What is being asked ▸ Turn every row below into a numbered list, skipping blank lines. Leave the pictures out of your answer.

──────── Dataset records ────────

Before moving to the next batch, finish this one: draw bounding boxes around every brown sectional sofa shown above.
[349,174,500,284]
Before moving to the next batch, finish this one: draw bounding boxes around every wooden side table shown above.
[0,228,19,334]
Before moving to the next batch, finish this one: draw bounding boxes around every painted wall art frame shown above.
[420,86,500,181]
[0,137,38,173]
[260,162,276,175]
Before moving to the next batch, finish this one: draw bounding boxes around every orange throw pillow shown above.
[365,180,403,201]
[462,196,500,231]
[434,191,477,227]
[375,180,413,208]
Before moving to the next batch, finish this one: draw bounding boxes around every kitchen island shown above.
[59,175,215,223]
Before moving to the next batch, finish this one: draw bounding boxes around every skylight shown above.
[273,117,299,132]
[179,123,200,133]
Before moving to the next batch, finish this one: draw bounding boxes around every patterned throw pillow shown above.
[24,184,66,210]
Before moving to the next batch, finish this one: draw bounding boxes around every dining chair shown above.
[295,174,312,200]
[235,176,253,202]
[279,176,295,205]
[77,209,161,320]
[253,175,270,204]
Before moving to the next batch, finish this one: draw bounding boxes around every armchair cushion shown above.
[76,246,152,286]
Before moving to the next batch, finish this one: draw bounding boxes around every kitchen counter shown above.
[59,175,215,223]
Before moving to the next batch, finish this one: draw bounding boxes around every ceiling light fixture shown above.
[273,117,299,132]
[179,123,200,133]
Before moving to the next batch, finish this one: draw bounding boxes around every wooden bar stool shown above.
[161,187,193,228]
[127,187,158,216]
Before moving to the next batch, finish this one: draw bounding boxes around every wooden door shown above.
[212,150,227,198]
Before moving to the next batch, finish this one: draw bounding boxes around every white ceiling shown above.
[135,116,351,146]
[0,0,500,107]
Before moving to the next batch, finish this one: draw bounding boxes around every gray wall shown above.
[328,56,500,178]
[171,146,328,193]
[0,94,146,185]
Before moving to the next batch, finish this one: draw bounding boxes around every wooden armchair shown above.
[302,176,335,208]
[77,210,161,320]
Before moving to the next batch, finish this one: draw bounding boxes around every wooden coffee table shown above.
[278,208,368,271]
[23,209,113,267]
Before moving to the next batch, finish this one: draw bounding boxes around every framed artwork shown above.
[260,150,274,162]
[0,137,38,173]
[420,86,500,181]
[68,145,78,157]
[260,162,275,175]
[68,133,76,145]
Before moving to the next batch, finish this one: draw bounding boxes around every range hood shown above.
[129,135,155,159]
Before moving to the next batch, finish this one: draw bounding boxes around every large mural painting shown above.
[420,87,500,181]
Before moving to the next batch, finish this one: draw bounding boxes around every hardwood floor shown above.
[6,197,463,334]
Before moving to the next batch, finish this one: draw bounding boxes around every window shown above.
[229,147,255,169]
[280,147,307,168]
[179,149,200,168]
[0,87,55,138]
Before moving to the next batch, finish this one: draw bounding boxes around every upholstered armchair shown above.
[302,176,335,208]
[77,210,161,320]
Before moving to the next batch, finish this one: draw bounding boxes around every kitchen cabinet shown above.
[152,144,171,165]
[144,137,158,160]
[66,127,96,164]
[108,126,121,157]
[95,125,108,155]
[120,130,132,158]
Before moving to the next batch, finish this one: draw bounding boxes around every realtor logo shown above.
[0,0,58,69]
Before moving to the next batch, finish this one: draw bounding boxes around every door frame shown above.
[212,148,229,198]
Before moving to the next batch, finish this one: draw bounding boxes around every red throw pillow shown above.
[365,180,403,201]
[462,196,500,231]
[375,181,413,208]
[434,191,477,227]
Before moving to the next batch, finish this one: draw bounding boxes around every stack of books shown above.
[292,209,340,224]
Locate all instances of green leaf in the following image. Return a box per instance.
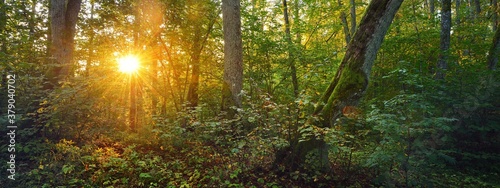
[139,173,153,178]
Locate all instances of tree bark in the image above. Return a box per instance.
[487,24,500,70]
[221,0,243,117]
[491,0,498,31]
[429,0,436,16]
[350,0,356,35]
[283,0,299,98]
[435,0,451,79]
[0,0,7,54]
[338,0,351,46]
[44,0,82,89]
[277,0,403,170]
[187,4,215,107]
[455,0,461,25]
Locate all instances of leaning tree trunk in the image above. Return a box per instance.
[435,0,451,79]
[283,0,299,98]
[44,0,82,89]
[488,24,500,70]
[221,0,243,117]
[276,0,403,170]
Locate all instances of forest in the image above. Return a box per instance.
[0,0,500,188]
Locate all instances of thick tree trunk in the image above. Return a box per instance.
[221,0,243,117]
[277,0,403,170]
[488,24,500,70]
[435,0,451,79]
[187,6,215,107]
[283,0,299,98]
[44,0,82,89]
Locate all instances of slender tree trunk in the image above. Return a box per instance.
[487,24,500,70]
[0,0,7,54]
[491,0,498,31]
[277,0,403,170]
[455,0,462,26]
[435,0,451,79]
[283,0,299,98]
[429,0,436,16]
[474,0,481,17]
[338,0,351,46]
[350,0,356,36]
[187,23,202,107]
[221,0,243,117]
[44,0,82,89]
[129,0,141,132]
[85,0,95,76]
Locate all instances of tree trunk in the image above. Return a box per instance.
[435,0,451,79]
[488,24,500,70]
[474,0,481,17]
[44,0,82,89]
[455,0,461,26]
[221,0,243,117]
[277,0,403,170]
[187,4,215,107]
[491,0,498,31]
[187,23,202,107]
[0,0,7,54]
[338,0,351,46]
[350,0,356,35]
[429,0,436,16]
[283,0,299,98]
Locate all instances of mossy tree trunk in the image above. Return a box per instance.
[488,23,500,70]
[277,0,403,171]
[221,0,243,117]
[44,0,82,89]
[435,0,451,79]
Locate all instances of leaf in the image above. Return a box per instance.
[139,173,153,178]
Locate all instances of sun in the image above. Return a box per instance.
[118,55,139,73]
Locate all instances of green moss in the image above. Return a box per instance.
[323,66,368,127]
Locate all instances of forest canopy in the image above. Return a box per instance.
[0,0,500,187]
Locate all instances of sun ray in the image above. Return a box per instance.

────────

Exercise output ▸
1. Before moving to the next batch, finish this one: draw bounding boxes around every brown sectional sofa shown above.
2. [349,174,500,284]
3. Before moving to the next batch, finish this one: draw bounding boxes around every wooden side table shown above.
4. [0,228,19,334]
5. Before moving to the next batch, finish this one: draw bounding boxes around every painted wall art frame shown above.
6. [420,86,500,181]
7. [0,137,38,173]
8. [260,162,276,175]
9. Before moving to the next batch, finish this one: draw bounding boxes around every orange throw pillow shown above.
10. [365,180,403,201]
11. [462,196,500,231]
12. [434,191,477,227]
13. [375,180,413,208]
14. Before moving to the next batch, finish this one: draw bounding boxes around every kitchen island shown above.
15. [59,175,215,223]
16. Before moving to the next batch, finish this one: draw bounding boxes around every skylight shown above.
17. [273,117,299,132]
18. [179,123,200,133]
19. Before moving to the next batch, finish this one: draw bounding boxes around every patterned throw pillow shown above.
20. [24,184,66,210]
21. Before moving to the next batch, finish this one: draw bounding boxes around every dining chair shown above.
22. [295,174,312,200]
23. [235,176,253,202]
24. [279,176,295,205]
25. [77,209,161,320]
26. [253,175,270,204]
27. Before moving to the next batch, finish this one: draw bounding boxes around every armchair cushion shown above.
28. [76,246,152,286]
29. Before moving to the next batch, finish this one: draw bounding boxes around every kitchen counter shown above.
30. [59,175,215,223]
31. Before moving to the next batch, finish this one: draw bounding boxes around every ceiling light fixture shown above.
32. [273,117,299,132]
33. [179,123,200,133]
34. Before moving to the next batch, finish this one: draw bounding boxes around every wooden bar stool shown above.
35. [161,187,193,228]
36. [127,187,158,216]
37. Before moving to the next batch, finish this one: draw bounding boxes around every wooden door shown above.
38. [212,150,227,198]
39. Before moving to the next batch, finish this one: draw bounding boxes around every white ceiling shown above.
40. [135,116,351,146]
41. [0,0,500,107]
42. Before moving to the next batch, finish this one: draw bounding boxes around every gray wall shown above.
43. [328,56,500,178]
44. [171,146,328,193]
45. [0,94,146,185]
46. Before moving to the next batch, finish this one: draw bounding boxes around every wooden armchair shown above.
47. [302,176,335,208]
48. [77,210,161,320]
49. Before moving to the next batch, finish this one: draw bounding boxes around every wooden coffee table shown above.
50. [278,208,368,271]
51. [23,209,113,267]
52. Before moving to the next batch, finish this one: draw bounding boxes around every framed artwork shown above.
53. [260,150,274,162]
54. [0,137,38,173]
55. [420,86,500,181]
56. [68,145,78,157]
57. [260,162,275,175]
58. [68,133,76,145]
59. Before moving to the next batch, finish this one: draw bounding boxes around every range hood shown above.
60. [129,135,155,159]
61. Before moving to the next batch, finish this one: draw bounding boxes around every large mural painting shown above.
62. [420,87,500,181]
63. Before moving to the next batch, finish this one: draw bounding boxes around every hardwood floor shown above.
64. [6,197,463,334]
65. Before moving to the next batch, finish this one: draw bounding boxes around every window shown above.
66. [229,147,255,169]
67. [280,147,307,168]
68. [179,149,200,168]
69. [0,87,55,138]
70. Before moving to the next batch, finish this one: draw bounding boxes around every upholstered armchair shown above.
71. [302,176,335,208]
72. [77,210,161,320]
73. Before moving to the next batch, finish this one: draw bounding boxes around every kitchen cabinet shown above.
74. [152,144,171,165]
75. [144,137,158,160]
76. [66,127,96,164]
77. [108,126,121,157]
78. [95,125,108,155]
79. [120,130,132,158]
80. Before moving to the next batch, finish this one: draw bounding boxes around every realtor logo shown above.
81. [0,0,58,69]
82. Before moving to the next batch, finish this one: draw bounding boxes around every door frame shown above.
83. [212,148,229,198]
84. Before moving to the next batch, finish this one: draw bounding boxes around every red throw pillow shown above.
85. [365,180,403,201]
86. [462,196,500,231]
87. [375,181,413,208]
88. [434,191,477,227]
89. Before moving to the next batch, finish this one: draw bounding boxes around every stack of books shown above.
90. [292,209,340,224]
91. Locate all instances of green leaf in the following image. Return a box per instance.
92. [139,173,153,178]
93. Locate all instances of tree bark in the image above. Return a box per instance.
94. [487,24,500,70]
95. [221,0,243,117]
96. [491,0,498,31]
97. [429,0,436,16]
98. [350,0,356,35]
99. [283,0,299,98]
100. [435,0,451,79]
101. [0,0,7,54]
102. [338,0,351,46]
103. [44,0,82,89]
104. [277,0,403,170]
105. [187,4,215,107]
106. [455,0,461,25]
107. Locate all instances of leaning tree trunk in the image above. Return a box per instance.
108. [435,0,451,79]
109. [283,0,299,98]
110. [44,0,82,89]
111. [488,24,500,70]
112. [221,0,243,117]
113. [276,0,403,170]
114. Locate all instances of forest in the image above. Return a box per instance.
115. [0,0,500,188]
116. Locate all instances of thick tree trunk in the image above. Return a box per instance.
117. [221,0,243,117]
118. [277,0,403,170]
119. [488,24,500,70]
120. [435,0,451,79]
121. [187,6,215,107]
122. [283,0,299,98]
123. [44,0,82,89]
124. Locate all instances of slender tree trunk in the image above. Return a box per instance.
125. [487,24,500,70]
126. [0,0,7,54]
127. [491,0,498,31]
128. [277,0,403,170]
129. [455,0,462,26]
130. [435,0,451,79]
131. [283,0,299,98]
132. [429,0,436,16]
133. [474,0,481,17]
134. [338,0,351,46]
135. [350,0,356,36]
136. [187,23,202,107]
137. [221,0,243,117]
138. [44,0,82,89]
139. [129,0,141,132]
140. [85,0,95,76]
141. Locate all instances of tree trunk in the image above. Return a box per instance.
142. [435,0,451,79]
143. [488,24,500,70]
144. [474,0,481,17]
145. [44,0,82,89]
146. [455,0,461,26]
147. [221,0,243,117]
148. [277,0,403,170]
149. [187,4,215,107]
150. [491,0,498,31]
151. [187,23,202,107]
152. [0,0,7,54]
153. [338,0,351,46]
154. [350,0,356,35]
155. [429,0,436,16]
156. [283,0,299,98]
157. Locate all instances of mossy tree trunk in the image above. Return a box per instance.
158. [488,23,500,70]
159. [277,0,403,171]
160. [221,0,243,117]
161. [44,0,82,89]
162. [435,0,451,79]
163. Locate all instances of leaf in the image above. Return a box per instance.
164. [139,173,153,178]
165. Locate all instances of sun in the image above. Return a box per instance.
166. [118,55,139,73]
167. Locate all instances of green moss in the image above. Return a box per instance.
168. [323,66,368,127]
169. Locate all instances of forest canopy in the image above. Return a box per instance.
170. [0,0,500,187]
171. Locate all instances of sun ray in the image above. Return a box per instance.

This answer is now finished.